**What to do**.
Return the full listing exactly as it is written.

**Record set**.
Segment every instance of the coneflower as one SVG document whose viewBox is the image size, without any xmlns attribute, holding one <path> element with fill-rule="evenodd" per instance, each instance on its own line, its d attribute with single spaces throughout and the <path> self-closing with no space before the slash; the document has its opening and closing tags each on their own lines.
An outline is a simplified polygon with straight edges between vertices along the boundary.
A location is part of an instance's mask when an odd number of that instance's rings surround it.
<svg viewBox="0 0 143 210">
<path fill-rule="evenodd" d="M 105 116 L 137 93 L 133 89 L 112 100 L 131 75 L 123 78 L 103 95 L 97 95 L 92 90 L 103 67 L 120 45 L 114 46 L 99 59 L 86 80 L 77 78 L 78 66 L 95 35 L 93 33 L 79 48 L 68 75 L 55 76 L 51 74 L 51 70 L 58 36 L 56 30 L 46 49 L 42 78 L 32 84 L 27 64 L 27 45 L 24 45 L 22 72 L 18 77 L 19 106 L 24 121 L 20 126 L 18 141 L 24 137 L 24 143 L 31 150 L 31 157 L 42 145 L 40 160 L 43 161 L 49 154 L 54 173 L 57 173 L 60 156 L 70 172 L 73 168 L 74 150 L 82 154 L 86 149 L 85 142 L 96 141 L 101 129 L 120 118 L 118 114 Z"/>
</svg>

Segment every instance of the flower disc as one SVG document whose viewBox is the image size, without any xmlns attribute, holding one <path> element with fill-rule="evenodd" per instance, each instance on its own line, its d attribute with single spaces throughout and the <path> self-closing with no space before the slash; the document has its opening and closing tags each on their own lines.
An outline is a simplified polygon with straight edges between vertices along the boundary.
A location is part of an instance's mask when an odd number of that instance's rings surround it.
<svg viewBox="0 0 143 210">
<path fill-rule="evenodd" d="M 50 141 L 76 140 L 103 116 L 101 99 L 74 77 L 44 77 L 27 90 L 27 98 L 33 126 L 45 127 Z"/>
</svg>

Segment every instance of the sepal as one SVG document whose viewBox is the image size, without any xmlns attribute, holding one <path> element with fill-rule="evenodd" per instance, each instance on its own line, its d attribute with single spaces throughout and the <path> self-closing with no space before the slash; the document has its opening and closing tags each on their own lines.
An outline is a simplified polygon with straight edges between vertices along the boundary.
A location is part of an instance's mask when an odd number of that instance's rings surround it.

**Reply to the task**.
Segment every instance of the coneflower as one SVG document whose viewBox is the image size, without any xmlns attribute, holding one <path> element with fill-rule="evenodd" per instance, each instance on its own line, its d attribute with single spaces throughout and the <path> self-closing with no space before the slash; the document has its opening and closing tags each on their own lines.
An outline is a simplified polygon with straight edges between vertices along the boundary.
A location is part of an instance's mask when an odd number of that instance's rings surround it.
<svg viewBox="0 0 143 210">
<path fill-rule="evenodd" d="M 105 116 L 137 93 L 133 89 L 112 100 L 131 75 L 123 78 L 103 95 L 97 95 L 92 90 L 103 67 L 120 45 L 114 46 L 99 59 L 86 80 L 77 78 L 78 66 L 95 35 L 93 33 L 79 48 L 68 75 L 55 76 L 51 74 L 51 70 L 58 36 L 56 30 L 46 49 L 42 78 L 32 84 L 27 64 L 27 45 L 24 45 L 22 72 L 18 77 L 19 106 L 24 121 L 20 126 L 18 141 L 24 137 L 24 143 L 31 150 L 31 157 L 42 145 L 40 160 L 43 161 L 49 154 L 54 173 L 57 173 L 60 156 L 70 172 L 73 168 L 74 150 L 82 154 L 86 149 L 85 142 L 96 141 L 101 129 L 120 118 L 118 114 Z"/>
</svg>

Segment every instance of the flower disc as one SVG document whose viewBox is the image size, without any xmlns attribute, holding one <path> element with fill-rule="evenodd" per instance, each instance on its own line, its d attribute with single spaces throughout and the <path> self-closing with no space before the slash; the document has its opening and closing tags each on their own lines.
An outline is a simplified polygon with straight edges between vertices along the boundary.
A location is part of an instance's mask when an odd number of that instance's rings surround it.
<svg viewBox="0 0 143 210">
<path fill-rule="evenodd" d="M 50 141 L 76 140 L 103 116 L 101 99 L 74 77 L 44 77 L 27 90 L 27 98 L 33 126 L 45 127 Z"/>
</svg>

Segment every instance of the sepal as one SVG document whose viewBox is the image size, without any xmlns attribute, holding one <path> element with fill-rule="evenodd" per instance, each instance on its own line, its d attribute with single spaces throughout and the <path> self-closing with no space before the slash; the document has its opening and closing tags each on their own lines.
An outline is a simplified polygon with straight edges between vertices along the boundary.
A location is part of an instance's mask when an odd number of that instance's rings surround it.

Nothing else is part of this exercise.